___ TEXT PASSAGE

Are you a red? Or are you speaking in their name? The reason I ask this question is that your embrace of pricing mechanisms seems about as opposed to the Marxist project as one can get. I am not sure who you are referring to when you speak of "the most progressive of greens." This is a rather nebulous category, which could include Greenpeace, Earth First, the Worldwatch Institute, etc. Greenpeace is not particularly anti-industrial. It just wants to curtail abuse of the corporations, such as burning down the Borneo rainforest to clear land for the purpose of setting up palm oil plantations. Is Earth First anti-industrial? Their real politics, as opposed to the smears against them, are much more subtle. They are not opposed to logging, just logging of old-growth in federal lands, which they argue is a waste of precious resources. Lester Brown's Worldwatch Institute is concerned with how to recycle agricultural byproducts, most especially organic fertilizer. They have also proposed solutions to industrial pollution which involve a "closed-pipe" approach, namely dealing with toxic byproducts *within* the factory rather than dumping them in poor neighborhoods. Perhaps Dan is thinking of green philosophers like Arne Naess or Capra? Philosophy is like religion--a matter of values--but it doesn't seem to have much to do with the actual poltical practice of green groups.

______
___ SUPPLIED INFORMATION

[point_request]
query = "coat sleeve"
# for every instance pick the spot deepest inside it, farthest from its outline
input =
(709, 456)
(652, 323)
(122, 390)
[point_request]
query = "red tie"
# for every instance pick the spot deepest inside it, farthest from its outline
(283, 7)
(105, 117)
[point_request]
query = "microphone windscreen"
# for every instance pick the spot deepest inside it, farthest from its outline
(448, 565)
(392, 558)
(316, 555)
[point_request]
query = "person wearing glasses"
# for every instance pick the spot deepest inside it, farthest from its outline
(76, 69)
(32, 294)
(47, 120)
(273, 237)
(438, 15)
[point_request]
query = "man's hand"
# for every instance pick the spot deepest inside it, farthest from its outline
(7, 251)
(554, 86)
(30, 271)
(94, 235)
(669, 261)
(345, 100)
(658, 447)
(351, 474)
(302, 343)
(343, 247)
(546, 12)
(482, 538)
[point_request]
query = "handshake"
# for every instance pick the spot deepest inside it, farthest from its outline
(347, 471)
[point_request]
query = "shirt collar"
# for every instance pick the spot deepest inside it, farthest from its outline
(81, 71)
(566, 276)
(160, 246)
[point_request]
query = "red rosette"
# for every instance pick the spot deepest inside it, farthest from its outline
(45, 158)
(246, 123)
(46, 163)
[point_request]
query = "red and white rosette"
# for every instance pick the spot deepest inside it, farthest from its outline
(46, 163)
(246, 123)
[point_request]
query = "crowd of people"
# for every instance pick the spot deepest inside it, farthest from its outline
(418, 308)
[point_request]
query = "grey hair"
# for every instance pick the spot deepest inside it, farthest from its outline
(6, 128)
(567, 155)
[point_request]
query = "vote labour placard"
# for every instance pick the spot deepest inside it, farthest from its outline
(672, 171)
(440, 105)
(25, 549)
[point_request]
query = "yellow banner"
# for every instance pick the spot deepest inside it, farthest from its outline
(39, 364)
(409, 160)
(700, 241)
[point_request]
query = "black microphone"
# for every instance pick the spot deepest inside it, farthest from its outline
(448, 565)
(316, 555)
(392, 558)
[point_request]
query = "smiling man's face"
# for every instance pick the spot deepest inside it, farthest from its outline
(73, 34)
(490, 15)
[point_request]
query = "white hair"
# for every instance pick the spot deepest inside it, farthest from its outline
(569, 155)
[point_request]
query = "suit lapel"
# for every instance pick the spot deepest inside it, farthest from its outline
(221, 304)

______

- [WHAT NEEDS TO BE DONE] Please write the next part of the post about green groups, picking up after its final sentence. The listing is separate material with no connection to the post about green groups.

- [OUTPUT FOR THIS EXERCISE]
>None of this is meant as a justification crude Stalinist attempts to
subjugate
>the landscape or LM's absurd celebration of the automobile. Rather, it means
>acceptance of the concept of stewardship, i.e. the notion that man (in the
>purely generic sense, of course) is a presence on the globe, that his and her
>every action affects nature, and that the more productive capacity expands,
>the greater that impact on nature will be.
Stewardship is a meaningless term unless it is put into a class context.